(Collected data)
------------------------------------------------------------
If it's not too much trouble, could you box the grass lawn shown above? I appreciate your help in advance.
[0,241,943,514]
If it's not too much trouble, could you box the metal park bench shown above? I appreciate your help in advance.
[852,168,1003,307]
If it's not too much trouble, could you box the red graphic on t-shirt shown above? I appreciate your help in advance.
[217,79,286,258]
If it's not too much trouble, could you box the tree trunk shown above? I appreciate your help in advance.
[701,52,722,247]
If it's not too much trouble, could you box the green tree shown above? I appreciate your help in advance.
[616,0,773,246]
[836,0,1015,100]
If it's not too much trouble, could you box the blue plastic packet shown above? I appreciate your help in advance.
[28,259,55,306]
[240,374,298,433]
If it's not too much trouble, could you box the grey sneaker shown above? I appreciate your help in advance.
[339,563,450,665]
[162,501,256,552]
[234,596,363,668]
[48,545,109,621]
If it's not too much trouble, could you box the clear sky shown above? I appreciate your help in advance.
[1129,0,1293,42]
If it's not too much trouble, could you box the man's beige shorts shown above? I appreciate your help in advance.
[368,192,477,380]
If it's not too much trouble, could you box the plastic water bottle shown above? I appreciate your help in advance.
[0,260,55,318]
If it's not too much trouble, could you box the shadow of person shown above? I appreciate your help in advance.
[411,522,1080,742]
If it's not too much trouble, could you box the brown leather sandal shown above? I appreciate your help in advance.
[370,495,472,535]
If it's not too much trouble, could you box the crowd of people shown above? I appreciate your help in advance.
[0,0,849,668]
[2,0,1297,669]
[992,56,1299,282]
------------------------------------------------------------
* **Task requirements**:
Please reproduce each line above exactly as written.

* **Written solution**:
If it's not too much trouble, could you box the grass lawn shown above? I appreciate your help in advance.
[0,241,943,514]
If it's not too much trouble, could you box the metal park bench shown above? I appreciate your help in advance.
[852,168,1003,307]
If it's not too much trouble, could you box the red graphic on t-shirt shown above? I appreciate your help in advance.
[217,79,286,258]
If it's not too much trouble, could you box the tree trunk shown above? I appreciate your help in advance.
[701,52,722,247]
If it's not too much trouble, could you box the green tree shown above? I appreciate your help in advance.
[616,0,773,246]
[836,0,1015,100]
If it's not too much trouble, could you box the blue plastic packet shown above? I appreciate your help in advance.
[28,259,55,306]
[240,374,298,433]
If it's not too much trouble, could you box the grey sneaker shown above? I appreciate your help in advance.
[339,563,450,665]
[162,501,256,552]
[234,596,363,668]
[48,545,109,621]
If it's not too much trouble, could you box the clear sky shown above? I appreciate your help in advance.
[1129,0,1293,42]
If it's not too much trouble, could you box the man's beige shorts shown above? I appreciate your help in advance.
[368,192,477,380]
If it's not too much trouble, could you box the plastic water bottle shown above? I appreciate your help in advance.
[0,260,55,318]
If it's not too much trouble, could you box the shadow of person shown above? I appreciate your help in advance.
[411,522,1080,742]
If it's not too much trouble, could you box the brown leather sandal shown above? I appreciate your help in advance.
[370,495,472,535]
If it's not too much trouble, could you box the crowd of people shown above? I appreciate your help in advance.
[0,0,849,668]
[2,0,1297,669]
[992,56,1299,282]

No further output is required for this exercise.